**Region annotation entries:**
--

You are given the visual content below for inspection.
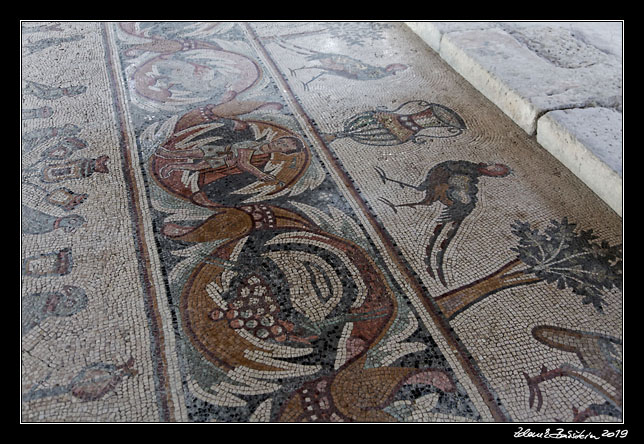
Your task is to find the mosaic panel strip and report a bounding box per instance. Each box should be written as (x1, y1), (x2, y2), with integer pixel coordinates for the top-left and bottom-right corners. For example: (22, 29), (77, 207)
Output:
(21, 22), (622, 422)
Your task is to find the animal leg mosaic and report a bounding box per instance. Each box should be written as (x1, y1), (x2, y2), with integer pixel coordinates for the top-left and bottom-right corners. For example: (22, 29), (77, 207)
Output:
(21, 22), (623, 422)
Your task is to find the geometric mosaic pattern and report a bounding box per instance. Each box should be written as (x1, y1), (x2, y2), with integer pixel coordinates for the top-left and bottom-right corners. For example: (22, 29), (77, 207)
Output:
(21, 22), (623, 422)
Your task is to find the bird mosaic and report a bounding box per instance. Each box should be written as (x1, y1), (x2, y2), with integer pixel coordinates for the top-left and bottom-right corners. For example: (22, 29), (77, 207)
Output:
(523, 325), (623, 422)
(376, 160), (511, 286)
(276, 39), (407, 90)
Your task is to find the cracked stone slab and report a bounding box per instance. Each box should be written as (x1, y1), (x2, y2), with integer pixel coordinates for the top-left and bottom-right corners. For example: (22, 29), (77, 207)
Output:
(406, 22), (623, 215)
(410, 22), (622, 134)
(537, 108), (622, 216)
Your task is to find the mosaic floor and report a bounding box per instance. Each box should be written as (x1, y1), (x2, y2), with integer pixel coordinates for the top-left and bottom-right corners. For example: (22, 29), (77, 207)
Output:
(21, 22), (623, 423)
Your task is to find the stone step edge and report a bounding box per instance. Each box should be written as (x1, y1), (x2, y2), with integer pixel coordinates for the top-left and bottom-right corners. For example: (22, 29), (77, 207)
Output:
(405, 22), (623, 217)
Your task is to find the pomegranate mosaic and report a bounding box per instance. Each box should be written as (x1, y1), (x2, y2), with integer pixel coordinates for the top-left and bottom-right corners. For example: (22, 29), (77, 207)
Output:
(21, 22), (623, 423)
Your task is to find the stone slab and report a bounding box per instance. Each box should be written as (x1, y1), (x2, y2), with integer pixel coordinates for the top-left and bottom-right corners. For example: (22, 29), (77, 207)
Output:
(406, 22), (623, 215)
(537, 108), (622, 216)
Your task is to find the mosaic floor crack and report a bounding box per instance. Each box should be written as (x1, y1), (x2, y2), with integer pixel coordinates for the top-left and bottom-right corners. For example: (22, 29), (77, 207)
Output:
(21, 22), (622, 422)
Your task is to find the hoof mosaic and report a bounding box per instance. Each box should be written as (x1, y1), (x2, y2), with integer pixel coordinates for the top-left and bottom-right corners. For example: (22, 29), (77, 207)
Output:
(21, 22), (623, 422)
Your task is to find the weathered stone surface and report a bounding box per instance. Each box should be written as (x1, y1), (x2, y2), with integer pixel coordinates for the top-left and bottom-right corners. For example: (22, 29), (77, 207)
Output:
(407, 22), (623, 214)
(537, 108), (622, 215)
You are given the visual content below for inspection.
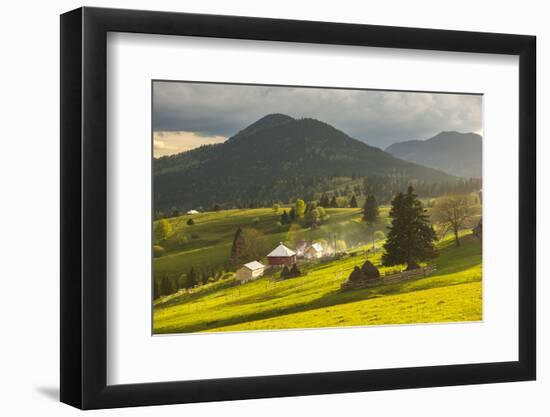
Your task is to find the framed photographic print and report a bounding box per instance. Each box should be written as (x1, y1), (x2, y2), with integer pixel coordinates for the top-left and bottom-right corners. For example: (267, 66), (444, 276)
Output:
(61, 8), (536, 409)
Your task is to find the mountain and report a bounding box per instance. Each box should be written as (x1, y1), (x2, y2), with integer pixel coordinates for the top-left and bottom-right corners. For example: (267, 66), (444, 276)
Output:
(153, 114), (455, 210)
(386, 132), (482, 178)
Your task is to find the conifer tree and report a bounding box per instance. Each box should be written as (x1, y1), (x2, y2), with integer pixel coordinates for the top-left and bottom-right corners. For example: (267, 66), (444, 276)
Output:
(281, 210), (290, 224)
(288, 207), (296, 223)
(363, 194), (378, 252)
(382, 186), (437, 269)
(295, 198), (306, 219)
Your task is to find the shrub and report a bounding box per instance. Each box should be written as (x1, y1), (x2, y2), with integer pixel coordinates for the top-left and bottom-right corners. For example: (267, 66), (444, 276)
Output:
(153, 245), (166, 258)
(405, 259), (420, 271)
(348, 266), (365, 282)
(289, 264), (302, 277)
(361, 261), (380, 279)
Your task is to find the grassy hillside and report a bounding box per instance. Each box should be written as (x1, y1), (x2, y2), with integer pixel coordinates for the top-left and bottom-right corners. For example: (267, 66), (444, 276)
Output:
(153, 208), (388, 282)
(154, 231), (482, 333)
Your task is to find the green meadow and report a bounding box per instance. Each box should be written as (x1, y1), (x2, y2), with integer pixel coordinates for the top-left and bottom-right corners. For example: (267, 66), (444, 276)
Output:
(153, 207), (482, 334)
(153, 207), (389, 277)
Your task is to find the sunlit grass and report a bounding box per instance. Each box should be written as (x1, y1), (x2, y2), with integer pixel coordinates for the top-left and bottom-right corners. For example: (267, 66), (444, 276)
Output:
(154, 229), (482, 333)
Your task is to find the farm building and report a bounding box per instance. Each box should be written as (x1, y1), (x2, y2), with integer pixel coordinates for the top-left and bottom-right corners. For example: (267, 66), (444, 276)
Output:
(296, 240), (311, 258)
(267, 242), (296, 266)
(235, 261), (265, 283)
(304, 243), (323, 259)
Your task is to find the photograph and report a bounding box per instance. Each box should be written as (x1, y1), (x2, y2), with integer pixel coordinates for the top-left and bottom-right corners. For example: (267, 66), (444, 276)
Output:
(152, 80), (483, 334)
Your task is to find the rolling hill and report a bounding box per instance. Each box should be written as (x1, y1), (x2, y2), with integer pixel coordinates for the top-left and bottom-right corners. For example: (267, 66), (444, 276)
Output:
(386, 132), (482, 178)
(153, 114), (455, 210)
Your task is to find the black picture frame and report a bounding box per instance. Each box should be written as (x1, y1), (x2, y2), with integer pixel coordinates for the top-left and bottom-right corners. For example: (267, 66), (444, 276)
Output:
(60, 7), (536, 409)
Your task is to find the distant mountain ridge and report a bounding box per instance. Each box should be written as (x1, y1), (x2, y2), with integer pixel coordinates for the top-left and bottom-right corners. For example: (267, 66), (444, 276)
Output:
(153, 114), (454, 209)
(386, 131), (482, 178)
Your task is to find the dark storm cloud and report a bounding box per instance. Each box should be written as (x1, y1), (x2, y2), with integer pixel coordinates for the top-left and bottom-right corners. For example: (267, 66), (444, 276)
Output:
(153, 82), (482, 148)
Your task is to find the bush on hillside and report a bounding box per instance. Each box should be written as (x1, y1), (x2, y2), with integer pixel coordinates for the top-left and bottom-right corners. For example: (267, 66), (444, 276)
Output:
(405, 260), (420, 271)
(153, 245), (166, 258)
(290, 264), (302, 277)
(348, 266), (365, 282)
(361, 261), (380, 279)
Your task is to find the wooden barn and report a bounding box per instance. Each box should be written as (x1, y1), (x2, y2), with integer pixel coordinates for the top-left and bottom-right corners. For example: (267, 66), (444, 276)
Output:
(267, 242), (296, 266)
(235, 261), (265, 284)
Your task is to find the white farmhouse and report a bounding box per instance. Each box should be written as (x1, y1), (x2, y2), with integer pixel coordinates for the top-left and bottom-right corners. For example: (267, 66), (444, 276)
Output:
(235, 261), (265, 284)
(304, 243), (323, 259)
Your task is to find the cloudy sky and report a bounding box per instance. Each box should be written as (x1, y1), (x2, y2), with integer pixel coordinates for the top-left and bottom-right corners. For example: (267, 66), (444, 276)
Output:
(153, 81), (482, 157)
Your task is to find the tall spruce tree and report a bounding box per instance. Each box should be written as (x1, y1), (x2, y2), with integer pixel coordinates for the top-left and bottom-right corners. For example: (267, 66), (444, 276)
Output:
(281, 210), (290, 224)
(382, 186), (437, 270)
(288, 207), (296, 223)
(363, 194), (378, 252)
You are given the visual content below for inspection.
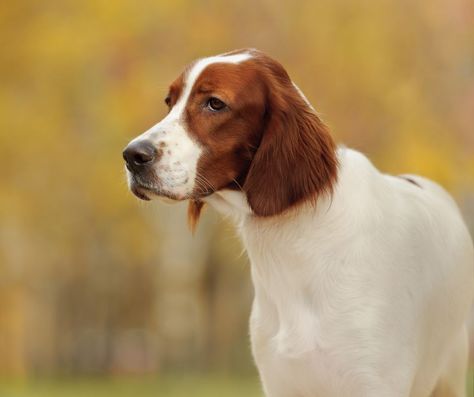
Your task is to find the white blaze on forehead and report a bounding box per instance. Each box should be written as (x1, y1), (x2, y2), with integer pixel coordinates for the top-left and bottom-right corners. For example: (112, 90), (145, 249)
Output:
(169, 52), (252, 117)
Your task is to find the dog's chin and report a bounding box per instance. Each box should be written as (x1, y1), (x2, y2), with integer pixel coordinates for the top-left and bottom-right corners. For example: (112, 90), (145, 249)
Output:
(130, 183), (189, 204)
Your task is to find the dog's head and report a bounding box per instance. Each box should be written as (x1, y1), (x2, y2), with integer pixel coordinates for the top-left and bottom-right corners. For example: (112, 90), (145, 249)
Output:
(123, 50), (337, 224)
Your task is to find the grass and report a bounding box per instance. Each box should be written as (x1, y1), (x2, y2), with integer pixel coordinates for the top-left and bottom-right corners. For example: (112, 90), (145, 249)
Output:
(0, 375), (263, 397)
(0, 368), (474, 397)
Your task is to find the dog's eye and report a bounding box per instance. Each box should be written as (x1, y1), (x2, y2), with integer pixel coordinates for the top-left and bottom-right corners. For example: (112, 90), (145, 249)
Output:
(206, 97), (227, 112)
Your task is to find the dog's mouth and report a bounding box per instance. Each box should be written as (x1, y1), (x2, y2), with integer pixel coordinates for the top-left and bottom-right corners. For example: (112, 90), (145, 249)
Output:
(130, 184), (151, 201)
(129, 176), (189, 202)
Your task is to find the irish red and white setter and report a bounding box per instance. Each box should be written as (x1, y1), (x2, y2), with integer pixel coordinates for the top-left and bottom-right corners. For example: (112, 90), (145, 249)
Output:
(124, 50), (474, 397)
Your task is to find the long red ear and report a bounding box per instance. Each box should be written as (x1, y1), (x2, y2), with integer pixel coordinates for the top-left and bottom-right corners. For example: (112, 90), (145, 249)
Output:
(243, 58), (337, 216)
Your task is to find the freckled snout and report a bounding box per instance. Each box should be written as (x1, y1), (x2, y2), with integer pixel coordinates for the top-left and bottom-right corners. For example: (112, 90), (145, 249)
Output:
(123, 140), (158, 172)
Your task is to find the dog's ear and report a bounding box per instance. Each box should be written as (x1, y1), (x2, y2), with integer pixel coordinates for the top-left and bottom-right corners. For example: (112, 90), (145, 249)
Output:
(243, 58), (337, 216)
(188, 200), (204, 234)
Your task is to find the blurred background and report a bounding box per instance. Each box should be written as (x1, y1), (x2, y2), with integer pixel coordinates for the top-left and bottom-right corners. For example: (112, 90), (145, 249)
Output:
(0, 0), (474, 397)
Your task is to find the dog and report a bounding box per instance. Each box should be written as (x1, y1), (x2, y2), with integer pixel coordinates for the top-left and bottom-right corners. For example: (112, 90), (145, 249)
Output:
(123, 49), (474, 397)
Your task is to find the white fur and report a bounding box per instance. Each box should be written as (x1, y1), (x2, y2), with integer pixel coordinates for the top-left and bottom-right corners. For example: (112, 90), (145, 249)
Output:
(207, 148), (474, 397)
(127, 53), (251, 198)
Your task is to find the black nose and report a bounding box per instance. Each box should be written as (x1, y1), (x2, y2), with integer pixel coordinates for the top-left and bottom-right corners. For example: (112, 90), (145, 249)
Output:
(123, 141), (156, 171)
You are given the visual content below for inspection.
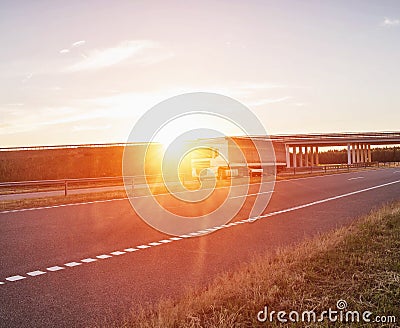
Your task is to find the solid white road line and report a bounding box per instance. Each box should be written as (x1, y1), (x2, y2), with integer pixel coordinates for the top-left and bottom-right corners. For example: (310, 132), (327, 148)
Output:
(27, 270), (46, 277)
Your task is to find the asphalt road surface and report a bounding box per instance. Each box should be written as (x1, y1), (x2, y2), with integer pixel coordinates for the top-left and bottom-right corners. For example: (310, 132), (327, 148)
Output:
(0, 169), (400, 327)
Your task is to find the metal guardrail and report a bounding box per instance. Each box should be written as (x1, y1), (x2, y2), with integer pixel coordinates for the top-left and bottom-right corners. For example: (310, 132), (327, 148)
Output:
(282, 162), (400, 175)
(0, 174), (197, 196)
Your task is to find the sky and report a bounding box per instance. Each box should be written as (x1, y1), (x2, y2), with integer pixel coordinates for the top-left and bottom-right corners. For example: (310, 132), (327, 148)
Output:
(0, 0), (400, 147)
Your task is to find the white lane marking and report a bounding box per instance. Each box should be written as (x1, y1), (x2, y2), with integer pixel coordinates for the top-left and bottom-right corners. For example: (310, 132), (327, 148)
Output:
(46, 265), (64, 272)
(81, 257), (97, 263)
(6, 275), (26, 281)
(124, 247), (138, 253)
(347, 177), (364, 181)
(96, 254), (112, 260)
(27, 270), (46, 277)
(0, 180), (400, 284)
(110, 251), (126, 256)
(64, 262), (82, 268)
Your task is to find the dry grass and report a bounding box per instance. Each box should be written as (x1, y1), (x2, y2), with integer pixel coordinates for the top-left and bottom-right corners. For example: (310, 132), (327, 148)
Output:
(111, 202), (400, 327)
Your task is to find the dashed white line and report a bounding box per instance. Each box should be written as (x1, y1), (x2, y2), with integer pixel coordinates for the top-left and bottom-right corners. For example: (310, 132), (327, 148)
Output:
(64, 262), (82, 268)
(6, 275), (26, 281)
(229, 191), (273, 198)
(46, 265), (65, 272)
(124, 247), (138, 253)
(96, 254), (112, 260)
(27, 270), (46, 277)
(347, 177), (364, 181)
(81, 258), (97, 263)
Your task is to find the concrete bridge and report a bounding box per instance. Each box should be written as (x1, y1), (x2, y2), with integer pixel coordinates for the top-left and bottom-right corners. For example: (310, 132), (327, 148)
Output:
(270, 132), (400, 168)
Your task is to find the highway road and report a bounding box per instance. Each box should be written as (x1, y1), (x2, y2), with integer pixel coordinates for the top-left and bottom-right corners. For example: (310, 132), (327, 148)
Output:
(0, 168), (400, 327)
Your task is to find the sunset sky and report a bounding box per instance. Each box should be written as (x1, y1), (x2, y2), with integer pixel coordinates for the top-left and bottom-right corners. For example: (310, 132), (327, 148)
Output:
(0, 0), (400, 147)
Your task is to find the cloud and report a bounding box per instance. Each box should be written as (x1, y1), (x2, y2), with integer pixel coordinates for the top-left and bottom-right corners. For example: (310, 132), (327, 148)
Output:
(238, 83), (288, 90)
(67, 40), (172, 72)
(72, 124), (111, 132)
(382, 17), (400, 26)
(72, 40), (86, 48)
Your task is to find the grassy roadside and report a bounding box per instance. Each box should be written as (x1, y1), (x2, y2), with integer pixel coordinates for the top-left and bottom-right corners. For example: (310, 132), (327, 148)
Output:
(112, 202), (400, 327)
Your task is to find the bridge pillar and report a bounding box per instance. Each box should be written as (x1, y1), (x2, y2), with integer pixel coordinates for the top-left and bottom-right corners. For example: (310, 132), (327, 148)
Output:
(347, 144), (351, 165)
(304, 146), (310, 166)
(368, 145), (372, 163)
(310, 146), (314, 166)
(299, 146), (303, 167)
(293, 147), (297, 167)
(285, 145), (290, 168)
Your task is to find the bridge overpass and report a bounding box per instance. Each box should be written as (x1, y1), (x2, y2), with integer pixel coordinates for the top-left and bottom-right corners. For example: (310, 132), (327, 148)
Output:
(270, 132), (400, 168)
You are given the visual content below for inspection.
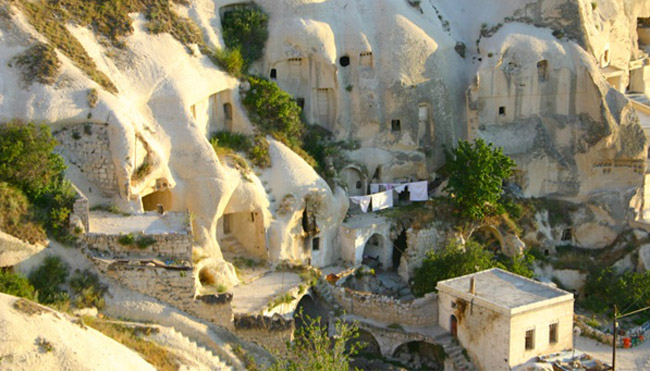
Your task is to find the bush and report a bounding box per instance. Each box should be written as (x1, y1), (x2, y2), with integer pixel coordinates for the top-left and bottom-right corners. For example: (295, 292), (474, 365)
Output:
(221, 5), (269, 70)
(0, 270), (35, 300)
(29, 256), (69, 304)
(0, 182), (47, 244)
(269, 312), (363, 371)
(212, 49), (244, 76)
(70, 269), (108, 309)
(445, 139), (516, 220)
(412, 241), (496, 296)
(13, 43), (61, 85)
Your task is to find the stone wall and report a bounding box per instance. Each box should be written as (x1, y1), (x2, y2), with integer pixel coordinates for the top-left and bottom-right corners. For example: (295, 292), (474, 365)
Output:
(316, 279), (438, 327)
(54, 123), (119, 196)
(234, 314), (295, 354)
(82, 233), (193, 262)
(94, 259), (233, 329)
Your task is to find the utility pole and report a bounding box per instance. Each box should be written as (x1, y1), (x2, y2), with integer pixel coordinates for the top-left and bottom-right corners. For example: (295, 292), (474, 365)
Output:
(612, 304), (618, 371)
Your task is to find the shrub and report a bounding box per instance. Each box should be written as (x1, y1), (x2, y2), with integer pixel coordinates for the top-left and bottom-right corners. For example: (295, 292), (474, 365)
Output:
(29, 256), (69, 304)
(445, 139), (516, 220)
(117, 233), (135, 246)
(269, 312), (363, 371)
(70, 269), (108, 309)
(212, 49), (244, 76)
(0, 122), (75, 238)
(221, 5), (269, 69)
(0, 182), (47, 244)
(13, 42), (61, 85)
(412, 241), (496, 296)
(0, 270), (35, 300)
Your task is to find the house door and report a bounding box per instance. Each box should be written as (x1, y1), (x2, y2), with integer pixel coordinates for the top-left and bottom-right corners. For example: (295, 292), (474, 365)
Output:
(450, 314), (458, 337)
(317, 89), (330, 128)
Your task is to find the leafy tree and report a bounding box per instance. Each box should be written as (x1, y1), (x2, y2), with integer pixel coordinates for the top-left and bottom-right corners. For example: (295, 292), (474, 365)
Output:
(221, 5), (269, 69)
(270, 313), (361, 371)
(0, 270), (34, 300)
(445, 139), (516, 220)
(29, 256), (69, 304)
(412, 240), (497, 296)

--

**Stated problem:**
Output the lines from the one containing "Your task is to find the stone wall" through the one containing "(94, 259), (233, 329)", both included, as a numbered list with blank lines omitted.

**Result for this task:**
1. Your task is to find the stone wall and report a bounding box per instance. Each box should be written as (x1, y1), (x2, y2), with integer pixel coordinates for the top-left and bottom-right corners. For example: (295, 292), (474, 365)
2. Output:
3. (316, 279), (438, 327)
4. (54, 123), (119, 196)
5. (234, 314), (295, 354)
6. (82, 233), (193, 262)
7. (94, 259), (233, 329)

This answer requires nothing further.